(TASK DESCRIPTION): Repeat the listing word for word, but skip any pictures.

• • • • • • •

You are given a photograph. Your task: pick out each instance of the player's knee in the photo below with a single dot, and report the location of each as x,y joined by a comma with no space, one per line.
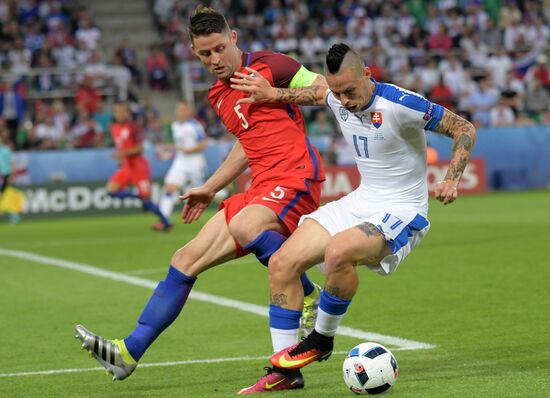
184,261
242,231
336,259
282,269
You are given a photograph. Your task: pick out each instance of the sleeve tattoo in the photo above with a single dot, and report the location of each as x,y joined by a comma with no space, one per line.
312,95
463,134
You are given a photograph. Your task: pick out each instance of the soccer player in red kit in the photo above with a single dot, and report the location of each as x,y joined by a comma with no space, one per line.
286,184
134,167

• • • • • • •

(RESPONSE AREA):
You are given a photograph. Your task: pick out each instance of the player's knee in the photo below with a single dot, and report the location of each as x,y joined by a comma with no space, one per line.
184,261
242,231
336,259
282,269
You are given a photograph. Your task: pick out each instance of the sleeve tattoo in the photo above with a single dot, and report the location of each as x,y joined by a comma with no space, one per line.
312,95
463,134
You are given a photograph. Your task: pick out each instance of the soccer player in red kit in the photo above with a single dot, and report the location of each as x,y joined by a comma with no space, one per line.
286,184
134,167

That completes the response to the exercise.